> _TEXT_
With one in five young mothers lonely “all the time”, it’s time for employers and services to step up.

“Despite having my child with me all the time, I felt very lonely,” says Laura Davies. A member of an advisory panel for the Young Women’s Trust, she had her son age 20. Now, with a new report suggesting that one in five young mums “feels lonely all the time”, she’s sharing her story.

Polling commissioned by the Young Women’s Trust has highlighted the isolation that young motherhood can bring. Of course, getting out and about the same as you did before is never easy once there’s a young child in the picture. For young mothers, however, the situation can be particularly difficult.

According to the report, over a quarter of young mothers leave the house just once a week or less, with some leaving just once a month.

Aside from all the usual challenges – like wrestling a colicky infant into their jacket, or pumping milk for the trip with one hand while making sure no-one is crawling into anything dangerous with the other – young mothers are more likely to suffer from a lack of support network, or to lack the confidence to approach mother-baby groups and other organisations designed to help. In fact, some 68 per cent of young mothers said they had felt unwelcome in a parent and toddler group.

Davies paints what research suggests is a common picture.

“Motherhood had alienated me from my past. While all my friends were off forging a future for themselves, I was under a mountain of baby clothes trying to navigate my new life. Our schedules were different and it became hard to find the time.”

“No one ever tells you that when you have a child you will feel an overwhelming sense of love that you cannot describe, but also an overwhelming sense of loneliness when you realise that your life won’t be the same again.

More than half of 16 to 24-year-olds surveyed said that they felt lonelier since becoming a mother, with more than two-thirds saying they had fewer friends than before. Yet making new friends can be hard, too, especially given the judgement young mothers can face. In fact, 73 per cent of young mothers polled said they’d experienced rudeness or unpleasant behaviour when out with their children in public.

As Davies puts it, “Trying to find mum friends when your self-confidence is at rock bottom is daunting. I found it easier to reach out for support online than meet people face to face. Knowing they couldn’t judge me on my age gave me comfort.”

> _DATA_
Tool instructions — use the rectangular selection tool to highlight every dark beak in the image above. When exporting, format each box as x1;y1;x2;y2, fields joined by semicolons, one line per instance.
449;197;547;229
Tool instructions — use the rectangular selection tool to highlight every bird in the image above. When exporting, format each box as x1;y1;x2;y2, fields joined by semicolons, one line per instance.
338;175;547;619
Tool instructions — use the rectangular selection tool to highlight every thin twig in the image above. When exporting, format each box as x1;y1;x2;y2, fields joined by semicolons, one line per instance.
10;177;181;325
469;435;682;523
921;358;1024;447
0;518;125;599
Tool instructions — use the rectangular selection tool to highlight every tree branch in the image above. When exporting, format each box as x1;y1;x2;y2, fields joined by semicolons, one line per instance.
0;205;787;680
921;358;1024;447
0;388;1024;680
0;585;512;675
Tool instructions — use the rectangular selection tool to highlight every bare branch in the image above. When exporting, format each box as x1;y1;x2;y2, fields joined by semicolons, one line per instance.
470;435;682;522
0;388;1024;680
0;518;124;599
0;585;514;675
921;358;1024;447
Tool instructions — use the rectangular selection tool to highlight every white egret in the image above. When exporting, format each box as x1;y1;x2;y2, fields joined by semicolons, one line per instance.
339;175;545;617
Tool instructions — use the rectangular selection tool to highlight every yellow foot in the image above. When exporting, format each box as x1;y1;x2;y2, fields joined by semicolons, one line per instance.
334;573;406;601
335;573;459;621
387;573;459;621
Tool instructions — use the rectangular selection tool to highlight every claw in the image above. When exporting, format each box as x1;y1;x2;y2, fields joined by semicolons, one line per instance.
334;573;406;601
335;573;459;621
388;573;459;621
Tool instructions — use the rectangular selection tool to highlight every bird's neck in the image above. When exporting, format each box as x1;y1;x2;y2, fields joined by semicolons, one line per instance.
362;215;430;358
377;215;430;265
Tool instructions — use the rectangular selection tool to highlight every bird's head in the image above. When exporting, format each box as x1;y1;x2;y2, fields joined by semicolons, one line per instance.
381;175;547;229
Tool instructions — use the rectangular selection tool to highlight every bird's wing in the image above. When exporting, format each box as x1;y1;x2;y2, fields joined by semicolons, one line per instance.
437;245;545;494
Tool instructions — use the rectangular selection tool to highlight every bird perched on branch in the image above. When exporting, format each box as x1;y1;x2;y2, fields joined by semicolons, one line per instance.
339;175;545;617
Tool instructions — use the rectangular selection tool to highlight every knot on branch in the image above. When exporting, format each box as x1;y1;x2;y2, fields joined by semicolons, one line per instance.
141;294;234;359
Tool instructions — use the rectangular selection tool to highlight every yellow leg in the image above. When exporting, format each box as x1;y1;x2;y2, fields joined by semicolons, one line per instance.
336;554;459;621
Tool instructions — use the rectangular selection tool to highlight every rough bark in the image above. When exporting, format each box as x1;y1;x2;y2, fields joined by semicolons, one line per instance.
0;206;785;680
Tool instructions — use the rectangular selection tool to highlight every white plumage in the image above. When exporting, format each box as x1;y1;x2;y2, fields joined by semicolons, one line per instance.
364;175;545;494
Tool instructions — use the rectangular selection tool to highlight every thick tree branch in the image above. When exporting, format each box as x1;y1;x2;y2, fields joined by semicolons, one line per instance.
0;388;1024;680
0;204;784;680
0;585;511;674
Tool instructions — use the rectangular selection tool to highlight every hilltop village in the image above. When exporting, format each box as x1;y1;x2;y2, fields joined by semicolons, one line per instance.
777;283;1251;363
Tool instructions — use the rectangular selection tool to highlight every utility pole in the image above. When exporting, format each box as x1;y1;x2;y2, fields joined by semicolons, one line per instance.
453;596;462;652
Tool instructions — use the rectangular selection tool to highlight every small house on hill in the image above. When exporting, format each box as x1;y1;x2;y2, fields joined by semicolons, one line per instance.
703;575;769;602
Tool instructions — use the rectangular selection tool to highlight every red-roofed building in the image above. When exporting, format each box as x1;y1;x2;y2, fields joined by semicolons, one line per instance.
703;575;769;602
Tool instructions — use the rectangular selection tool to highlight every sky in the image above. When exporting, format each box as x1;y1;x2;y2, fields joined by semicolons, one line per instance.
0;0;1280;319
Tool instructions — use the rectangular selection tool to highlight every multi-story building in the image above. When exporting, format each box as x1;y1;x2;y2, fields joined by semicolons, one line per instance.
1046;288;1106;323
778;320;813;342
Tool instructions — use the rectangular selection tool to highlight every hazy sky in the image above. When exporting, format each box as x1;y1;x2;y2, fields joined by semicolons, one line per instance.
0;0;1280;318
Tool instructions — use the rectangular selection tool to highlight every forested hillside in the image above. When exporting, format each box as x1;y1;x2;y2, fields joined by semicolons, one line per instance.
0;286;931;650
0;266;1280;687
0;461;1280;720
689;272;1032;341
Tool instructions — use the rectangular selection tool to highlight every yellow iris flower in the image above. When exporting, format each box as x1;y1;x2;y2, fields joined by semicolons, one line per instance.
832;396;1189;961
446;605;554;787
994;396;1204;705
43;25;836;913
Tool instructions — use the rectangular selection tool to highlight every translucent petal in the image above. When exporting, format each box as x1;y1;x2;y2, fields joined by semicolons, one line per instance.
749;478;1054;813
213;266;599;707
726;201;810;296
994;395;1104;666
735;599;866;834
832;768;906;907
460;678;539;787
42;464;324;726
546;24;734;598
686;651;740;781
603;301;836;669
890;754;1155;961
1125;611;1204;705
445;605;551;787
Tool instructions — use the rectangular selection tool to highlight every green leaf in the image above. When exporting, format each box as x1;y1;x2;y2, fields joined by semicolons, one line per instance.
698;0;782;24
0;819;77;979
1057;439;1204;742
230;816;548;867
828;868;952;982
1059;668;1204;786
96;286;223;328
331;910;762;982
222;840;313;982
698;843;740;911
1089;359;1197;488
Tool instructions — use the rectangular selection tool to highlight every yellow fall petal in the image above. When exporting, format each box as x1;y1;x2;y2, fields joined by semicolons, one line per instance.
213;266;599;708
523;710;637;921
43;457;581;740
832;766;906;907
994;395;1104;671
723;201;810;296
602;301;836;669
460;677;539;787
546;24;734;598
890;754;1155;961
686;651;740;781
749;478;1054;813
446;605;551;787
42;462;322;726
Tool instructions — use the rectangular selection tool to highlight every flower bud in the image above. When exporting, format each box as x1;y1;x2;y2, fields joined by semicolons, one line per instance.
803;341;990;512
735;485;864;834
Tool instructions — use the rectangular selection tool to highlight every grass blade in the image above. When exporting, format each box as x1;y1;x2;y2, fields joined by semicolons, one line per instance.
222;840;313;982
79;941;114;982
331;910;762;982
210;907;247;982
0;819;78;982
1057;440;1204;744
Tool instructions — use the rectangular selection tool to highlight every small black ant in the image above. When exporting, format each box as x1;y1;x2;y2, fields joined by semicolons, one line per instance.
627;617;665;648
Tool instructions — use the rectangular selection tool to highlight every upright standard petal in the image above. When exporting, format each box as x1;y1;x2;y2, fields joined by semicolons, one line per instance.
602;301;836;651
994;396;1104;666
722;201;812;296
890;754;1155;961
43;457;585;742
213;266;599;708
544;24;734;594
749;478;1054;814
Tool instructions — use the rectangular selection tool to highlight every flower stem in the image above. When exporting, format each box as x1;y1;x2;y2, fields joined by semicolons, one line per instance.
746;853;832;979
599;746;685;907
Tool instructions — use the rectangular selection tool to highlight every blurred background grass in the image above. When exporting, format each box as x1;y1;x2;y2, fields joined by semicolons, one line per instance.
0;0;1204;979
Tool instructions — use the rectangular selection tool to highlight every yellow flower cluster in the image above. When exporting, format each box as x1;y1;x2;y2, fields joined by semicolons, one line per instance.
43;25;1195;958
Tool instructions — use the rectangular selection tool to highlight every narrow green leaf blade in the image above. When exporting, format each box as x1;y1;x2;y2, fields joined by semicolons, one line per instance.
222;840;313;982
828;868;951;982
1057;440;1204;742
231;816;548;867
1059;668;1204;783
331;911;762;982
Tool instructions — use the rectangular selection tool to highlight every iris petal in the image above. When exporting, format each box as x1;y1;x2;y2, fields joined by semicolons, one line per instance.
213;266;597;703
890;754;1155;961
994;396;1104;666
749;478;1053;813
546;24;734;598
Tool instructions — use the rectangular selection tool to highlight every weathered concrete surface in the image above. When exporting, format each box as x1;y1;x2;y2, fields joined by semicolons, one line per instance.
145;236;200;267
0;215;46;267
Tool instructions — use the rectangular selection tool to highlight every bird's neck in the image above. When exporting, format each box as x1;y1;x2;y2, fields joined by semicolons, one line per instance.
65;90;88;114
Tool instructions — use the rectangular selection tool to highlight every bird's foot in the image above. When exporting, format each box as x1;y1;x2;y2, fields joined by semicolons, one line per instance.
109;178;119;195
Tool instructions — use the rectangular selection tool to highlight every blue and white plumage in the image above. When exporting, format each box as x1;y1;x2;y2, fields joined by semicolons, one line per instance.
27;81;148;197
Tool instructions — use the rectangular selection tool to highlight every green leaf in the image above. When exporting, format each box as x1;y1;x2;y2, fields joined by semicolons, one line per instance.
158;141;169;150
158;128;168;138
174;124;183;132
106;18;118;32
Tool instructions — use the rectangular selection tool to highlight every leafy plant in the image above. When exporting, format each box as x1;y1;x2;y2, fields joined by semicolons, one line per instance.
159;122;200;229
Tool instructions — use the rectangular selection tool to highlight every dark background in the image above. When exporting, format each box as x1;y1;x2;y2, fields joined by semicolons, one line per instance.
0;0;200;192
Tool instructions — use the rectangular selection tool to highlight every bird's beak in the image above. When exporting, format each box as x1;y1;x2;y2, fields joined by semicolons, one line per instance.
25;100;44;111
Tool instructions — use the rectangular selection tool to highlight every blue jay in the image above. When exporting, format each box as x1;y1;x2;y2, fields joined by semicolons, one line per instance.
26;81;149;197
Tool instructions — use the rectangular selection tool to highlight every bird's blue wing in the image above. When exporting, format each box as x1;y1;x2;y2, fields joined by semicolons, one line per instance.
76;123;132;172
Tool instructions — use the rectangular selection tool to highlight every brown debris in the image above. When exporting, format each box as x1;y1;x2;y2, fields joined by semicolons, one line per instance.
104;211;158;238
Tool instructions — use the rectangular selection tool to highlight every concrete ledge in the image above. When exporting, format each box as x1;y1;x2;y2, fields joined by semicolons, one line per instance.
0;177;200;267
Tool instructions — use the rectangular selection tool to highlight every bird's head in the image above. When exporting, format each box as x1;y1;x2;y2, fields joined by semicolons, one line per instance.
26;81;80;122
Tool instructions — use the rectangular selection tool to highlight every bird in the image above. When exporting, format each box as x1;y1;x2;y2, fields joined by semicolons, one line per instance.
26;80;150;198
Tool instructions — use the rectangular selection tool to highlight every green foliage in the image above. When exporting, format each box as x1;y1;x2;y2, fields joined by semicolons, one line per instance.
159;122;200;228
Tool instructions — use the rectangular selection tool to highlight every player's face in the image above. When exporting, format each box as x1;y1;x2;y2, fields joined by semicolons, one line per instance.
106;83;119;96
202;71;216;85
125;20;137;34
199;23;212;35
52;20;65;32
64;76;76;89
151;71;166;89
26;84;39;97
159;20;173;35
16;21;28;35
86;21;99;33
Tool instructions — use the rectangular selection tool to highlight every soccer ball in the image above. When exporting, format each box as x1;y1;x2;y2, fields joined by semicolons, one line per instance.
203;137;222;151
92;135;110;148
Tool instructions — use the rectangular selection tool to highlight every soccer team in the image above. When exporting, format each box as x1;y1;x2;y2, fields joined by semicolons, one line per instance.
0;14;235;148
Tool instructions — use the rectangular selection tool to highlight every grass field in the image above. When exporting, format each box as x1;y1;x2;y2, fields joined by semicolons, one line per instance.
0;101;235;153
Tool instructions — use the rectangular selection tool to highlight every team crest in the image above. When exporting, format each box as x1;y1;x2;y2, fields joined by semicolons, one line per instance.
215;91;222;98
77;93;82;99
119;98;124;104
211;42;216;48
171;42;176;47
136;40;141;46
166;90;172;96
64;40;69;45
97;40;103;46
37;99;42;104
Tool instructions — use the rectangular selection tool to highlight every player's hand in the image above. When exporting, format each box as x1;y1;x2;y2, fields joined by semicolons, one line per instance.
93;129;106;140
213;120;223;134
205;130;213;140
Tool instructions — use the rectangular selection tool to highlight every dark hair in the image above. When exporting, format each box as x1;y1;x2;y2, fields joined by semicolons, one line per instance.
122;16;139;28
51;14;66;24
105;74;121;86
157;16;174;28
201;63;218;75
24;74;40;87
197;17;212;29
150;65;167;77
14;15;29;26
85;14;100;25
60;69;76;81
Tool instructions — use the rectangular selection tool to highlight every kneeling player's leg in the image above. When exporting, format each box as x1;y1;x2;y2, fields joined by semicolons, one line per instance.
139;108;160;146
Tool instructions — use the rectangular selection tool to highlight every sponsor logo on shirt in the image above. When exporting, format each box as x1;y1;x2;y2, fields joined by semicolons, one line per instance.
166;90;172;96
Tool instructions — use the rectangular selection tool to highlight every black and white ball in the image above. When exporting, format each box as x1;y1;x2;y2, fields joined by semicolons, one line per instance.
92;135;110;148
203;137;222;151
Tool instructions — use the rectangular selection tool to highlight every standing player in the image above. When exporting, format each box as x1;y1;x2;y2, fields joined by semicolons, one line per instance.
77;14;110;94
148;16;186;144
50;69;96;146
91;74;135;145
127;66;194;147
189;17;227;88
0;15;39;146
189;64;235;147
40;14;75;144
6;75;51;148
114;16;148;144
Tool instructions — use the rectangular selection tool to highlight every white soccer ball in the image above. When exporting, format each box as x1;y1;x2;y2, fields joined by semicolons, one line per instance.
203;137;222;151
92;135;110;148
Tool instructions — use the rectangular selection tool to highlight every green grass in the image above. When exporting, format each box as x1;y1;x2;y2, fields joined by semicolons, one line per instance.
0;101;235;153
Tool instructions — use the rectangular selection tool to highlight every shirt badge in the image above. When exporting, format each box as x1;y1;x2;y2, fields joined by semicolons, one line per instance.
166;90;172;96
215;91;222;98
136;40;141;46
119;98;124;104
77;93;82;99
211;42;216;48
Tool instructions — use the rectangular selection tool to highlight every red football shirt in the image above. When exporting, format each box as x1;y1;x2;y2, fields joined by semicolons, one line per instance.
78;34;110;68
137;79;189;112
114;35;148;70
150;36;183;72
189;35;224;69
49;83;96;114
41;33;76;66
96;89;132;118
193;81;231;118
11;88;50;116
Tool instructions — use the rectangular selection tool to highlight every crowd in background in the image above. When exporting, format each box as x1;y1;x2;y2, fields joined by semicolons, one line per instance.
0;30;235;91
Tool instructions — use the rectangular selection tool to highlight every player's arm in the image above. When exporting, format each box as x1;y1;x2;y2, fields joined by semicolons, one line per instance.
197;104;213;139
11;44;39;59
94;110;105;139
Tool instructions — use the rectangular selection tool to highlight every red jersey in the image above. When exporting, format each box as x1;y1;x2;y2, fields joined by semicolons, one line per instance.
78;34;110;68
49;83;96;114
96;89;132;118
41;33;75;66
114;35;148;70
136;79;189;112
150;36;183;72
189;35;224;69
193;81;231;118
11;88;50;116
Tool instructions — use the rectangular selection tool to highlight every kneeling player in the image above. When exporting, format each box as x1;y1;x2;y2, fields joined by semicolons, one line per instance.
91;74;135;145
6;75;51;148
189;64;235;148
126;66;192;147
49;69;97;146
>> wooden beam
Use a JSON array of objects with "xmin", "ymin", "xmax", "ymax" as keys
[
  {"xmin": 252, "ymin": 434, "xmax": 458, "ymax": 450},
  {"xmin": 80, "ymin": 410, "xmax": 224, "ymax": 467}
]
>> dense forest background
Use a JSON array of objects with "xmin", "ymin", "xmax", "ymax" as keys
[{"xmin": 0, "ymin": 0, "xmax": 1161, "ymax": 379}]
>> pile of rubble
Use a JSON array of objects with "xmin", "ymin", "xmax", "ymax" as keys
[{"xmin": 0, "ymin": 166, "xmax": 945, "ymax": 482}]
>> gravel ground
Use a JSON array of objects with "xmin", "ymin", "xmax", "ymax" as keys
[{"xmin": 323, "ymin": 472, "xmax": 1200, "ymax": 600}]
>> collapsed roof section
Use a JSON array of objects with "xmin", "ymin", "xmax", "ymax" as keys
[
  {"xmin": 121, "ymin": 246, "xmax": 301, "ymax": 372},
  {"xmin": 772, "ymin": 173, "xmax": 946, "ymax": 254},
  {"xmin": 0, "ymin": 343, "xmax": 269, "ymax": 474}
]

> _GOAL OF THE EXERCISE_
Answer these from the text on young mothers and loneliness:
(a) At what age did Laura Davies have her son?
(b) What share of young mothers said they had felt unwelcome in a parent and toddler group?
(c) What share of young mothers polled reported rudeness or unpleasant behavior when out in public with their children?
The records have no connection to the text about young mothers.

> _THE OUTPUT_
(a) 20
(b) 68 percent
(c) 73 percent